> Task description
Reproduce each of the lines below word for word, in the same order.

* BEGIN Records *

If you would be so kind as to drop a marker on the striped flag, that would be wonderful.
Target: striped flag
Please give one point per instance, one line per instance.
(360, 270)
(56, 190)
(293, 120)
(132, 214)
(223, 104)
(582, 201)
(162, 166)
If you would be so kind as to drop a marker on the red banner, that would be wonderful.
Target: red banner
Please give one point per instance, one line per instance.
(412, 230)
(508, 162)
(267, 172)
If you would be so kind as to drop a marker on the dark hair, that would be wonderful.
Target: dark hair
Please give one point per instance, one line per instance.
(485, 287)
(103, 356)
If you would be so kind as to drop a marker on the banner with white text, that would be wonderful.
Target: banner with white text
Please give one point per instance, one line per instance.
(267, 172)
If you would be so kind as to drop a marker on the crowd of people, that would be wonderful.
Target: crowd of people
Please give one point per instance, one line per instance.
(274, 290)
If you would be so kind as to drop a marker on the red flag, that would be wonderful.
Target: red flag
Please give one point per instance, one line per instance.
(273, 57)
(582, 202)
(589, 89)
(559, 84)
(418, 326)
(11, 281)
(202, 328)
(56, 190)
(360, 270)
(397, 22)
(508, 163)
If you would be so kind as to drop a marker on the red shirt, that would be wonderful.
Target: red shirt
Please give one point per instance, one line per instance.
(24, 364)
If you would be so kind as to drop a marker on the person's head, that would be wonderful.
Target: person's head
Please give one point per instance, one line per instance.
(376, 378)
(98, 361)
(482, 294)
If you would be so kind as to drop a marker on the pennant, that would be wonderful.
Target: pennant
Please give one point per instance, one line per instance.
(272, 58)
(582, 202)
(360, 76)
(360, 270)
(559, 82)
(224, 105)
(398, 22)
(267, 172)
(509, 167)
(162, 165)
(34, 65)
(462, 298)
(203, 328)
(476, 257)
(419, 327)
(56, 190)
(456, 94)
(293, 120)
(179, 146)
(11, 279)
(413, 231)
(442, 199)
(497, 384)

* END Records *

> Solution to the exercise
If you would be so kind as to drop a marker on the striped flag, that would be wonderful.
Target: striped flag
Please give one point per instance, one line per instance.
(360, 270)
(56, 190)
(293, 120)
(132, 214)
(223, 104)
(582, 201)
(162, 166)
If you would be so kind as to drop a marker on the red banner, that would be wonderful.
Target: red banner
Please give one point per instance, one line per instance.
(412, 230)
(508, 162)
(267, 172)
If you would be so kind as to drop a marker on the dark hair, that would be wonderful.
Target: dark hair
Please give one point per instance, one line per instance.
(485, 287)
(103, 356)
If you would be so kind as to drop a marker on the banner with white text, that would be wonderful.
Target: banner with white text
Please give one point per instance, one line per instance.
(267, 172)
If you would be so kind as to drop a marker on the crowd of people, that would be wonderful.
Target: crowd of people
Please give one point per instance, one line per instance.
(274, 290)
If you would be so kind as to drop a marker on the red flag, that would be wonderful.
Target: red flag
Please give one point per instance, one line per instance.
(273, 57)
(582, 202)
(589, 89)
(559, 84)
(418, 326)
(11, 281)
(202, 328)
(56, 190)
(360, 270)
(397, 22)
(508, 163)
If you would be so kind as to drop a marker on the red shirt, that would be wonderful.
Target: red shirt
Please give one point per instance, one line per instance.
(24, 364)
If you would be so kind as to drop a marker on the person's head, that would be wonderful.
Target: person's head
Please give one point per instance, one line per instance.
(376, 378)
(98, 361)
(482, 294)
If you would be so kind as to drop a marker on the pennant, that would be wonderful.
Target: pennant
Please give one point per instance, one line per instance.
(272, 58)
(582, 202)
(360, 76)
(360, 270)
(559, 82)
(224, 105)
(398, 22)
(267, 172)
(509, 167)
(162, 165)
(34, 65)
(462, 298)
(203, 328)
(476, 257)
(419, 327)
(56, 190)
(456, 94)
(293, 120)
(179, 146)
(11, 279)
(413, 231)
(442, 199)
(497, 384)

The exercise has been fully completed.